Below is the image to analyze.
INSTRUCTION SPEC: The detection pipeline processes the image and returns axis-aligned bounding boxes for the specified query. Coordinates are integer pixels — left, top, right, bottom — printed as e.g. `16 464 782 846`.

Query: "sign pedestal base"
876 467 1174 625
◇ ◇ ◇ ◇
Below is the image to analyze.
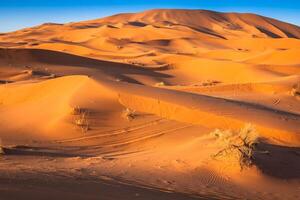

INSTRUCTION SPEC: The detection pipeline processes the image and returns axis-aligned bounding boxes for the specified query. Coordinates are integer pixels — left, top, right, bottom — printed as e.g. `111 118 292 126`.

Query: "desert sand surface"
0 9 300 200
◇ ◇ ◇ ◇
[Your goal]: Copy each line of the listing that contains the word "right".

[Correct result]:
INSTRUCTION SPEC: The detection pipeline processes the image and returns axis-aligned bounding boxes for the specified query. Coordinates are integer pixels — left, top, right, bottom — printed as e.g. `16 464 782 846`.
INSTRUCTION SPEC: The detection pipeline processes the image and returns axis-aligned bounding boxes for the specified query. Coordinates are integer pixels — left, top, right, bottom — printed as e.g. `111 118 292 126`.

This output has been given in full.